SHORT TASK
Copy out the items below word for word, from the line containing "For the benchmark, mark every instance of the bokeh" through the line containing "[[263, 186]]", both ends included.

INFORMATION SHOWN

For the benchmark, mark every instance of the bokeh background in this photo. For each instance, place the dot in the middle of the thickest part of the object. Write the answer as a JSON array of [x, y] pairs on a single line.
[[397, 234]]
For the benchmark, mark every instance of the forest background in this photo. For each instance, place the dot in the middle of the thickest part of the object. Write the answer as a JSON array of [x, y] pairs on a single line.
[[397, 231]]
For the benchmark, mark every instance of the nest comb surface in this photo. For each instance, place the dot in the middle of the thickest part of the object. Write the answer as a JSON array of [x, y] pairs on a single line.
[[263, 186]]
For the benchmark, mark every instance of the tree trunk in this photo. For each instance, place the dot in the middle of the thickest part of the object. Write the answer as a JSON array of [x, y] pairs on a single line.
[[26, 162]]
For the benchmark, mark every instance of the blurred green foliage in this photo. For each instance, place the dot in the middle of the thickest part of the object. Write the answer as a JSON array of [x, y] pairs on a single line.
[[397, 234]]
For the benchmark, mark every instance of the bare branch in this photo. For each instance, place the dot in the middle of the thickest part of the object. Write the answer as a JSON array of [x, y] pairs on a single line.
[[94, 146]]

...

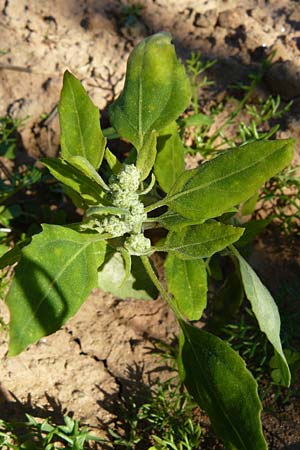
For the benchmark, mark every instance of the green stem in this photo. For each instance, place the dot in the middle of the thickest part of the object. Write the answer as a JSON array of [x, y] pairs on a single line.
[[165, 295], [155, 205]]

SOLUTION
For the benchmark, mark every instance of the bokeh background in this photo. For each instance, place the dot in the middle of the thickest part of the object. Write the answer as a JSON array of [x, y] pairs on a single line.
[[397, 234]]
For the benchmark, mark every instance of the forest background in this photo. For each instance, place the dot in the middle of the thickest part of the object. Write the answer as a JSON array of [x, y] pairs on a single line.
[[397, 231]]
For the benchmark, mark every instance of the nest comb surface in this photo. For each instance, place the dot in the middle of the thickest part of the object. Write the answer as a JSON array of [x, y] pairs on a single line.
[[263, 186]]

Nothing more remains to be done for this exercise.